__EXERCISE INSTRUCTIONS__. Tally how many lines of the material below contain the string "skyscraper". Give only that number.

__MATERIAL__.
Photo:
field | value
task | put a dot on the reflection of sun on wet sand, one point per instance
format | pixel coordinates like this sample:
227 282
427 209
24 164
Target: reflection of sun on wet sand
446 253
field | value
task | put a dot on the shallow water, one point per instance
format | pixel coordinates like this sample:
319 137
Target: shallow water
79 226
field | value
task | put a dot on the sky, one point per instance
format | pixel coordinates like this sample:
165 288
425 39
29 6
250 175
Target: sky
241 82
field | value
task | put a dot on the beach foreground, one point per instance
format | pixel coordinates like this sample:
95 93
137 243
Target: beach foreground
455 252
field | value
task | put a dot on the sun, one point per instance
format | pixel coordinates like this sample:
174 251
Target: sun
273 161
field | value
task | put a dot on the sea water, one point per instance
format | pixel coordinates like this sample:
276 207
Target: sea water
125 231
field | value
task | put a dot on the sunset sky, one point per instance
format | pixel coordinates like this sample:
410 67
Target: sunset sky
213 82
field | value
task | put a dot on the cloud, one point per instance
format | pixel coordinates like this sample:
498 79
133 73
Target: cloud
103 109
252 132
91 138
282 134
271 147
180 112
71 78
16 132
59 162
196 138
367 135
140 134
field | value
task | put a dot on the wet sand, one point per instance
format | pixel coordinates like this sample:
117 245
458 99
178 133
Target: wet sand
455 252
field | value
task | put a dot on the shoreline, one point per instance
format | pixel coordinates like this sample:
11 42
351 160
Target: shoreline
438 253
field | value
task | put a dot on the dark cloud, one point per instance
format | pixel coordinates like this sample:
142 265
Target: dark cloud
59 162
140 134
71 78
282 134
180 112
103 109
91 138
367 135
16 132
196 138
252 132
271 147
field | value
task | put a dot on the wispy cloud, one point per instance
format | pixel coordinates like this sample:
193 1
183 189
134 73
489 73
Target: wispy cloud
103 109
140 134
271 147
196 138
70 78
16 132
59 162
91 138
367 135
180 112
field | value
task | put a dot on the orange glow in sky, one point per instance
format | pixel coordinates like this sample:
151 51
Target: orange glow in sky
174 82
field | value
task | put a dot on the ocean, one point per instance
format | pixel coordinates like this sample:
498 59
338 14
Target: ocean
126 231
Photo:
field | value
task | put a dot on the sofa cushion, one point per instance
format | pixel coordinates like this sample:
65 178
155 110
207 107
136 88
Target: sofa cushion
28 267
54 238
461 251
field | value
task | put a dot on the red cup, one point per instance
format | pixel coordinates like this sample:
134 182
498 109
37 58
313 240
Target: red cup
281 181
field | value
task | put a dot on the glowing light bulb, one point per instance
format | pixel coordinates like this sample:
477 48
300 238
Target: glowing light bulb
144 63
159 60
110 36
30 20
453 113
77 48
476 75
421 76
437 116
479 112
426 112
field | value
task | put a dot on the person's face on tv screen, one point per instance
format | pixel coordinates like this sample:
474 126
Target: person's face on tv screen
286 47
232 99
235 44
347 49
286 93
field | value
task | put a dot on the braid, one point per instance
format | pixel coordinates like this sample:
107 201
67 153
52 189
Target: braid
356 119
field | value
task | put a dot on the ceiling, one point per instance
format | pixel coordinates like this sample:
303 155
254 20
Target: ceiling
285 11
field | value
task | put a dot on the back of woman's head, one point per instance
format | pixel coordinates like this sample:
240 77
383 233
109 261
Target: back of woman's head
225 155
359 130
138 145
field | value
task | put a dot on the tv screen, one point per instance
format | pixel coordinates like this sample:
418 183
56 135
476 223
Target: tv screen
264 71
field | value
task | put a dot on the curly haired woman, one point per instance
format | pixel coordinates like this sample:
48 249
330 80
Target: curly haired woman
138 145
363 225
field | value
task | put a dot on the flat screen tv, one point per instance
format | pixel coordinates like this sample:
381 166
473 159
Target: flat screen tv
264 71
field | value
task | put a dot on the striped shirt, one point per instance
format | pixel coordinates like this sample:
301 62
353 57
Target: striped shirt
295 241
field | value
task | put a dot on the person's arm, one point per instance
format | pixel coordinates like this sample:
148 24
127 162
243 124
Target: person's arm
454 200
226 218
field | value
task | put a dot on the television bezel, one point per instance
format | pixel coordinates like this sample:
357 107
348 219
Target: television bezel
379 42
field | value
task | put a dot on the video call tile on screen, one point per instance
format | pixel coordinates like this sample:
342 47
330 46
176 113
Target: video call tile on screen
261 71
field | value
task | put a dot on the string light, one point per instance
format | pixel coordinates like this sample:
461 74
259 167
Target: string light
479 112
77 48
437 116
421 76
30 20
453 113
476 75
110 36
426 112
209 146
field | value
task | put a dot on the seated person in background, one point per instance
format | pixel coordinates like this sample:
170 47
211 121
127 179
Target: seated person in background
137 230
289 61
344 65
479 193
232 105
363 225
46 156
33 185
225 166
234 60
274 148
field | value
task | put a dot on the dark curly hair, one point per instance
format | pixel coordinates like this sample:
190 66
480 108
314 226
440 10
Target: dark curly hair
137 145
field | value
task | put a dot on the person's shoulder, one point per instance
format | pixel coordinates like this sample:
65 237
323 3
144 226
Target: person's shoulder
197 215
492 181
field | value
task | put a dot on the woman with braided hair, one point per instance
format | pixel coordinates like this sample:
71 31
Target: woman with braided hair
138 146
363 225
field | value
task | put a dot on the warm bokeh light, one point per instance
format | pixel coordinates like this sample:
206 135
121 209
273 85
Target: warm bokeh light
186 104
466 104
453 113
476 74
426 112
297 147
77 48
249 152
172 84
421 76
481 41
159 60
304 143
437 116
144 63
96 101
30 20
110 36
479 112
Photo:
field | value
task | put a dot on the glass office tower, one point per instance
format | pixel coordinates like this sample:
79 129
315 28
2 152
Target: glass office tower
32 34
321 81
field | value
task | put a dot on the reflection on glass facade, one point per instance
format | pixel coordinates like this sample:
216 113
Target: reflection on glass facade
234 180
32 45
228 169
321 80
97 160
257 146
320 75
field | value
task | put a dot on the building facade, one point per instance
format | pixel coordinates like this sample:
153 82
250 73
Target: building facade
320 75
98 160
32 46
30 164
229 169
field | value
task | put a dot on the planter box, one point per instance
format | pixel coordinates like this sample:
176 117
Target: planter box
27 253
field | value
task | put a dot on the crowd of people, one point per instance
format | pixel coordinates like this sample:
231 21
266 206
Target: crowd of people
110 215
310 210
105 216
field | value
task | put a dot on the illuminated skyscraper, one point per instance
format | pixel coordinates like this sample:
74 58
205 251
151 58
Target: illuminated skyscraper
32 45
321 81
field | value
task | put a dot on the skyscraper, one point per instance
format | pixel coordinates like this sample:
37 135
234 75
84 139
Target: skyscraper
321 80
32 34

__WRITTEN RESPONSE__. 4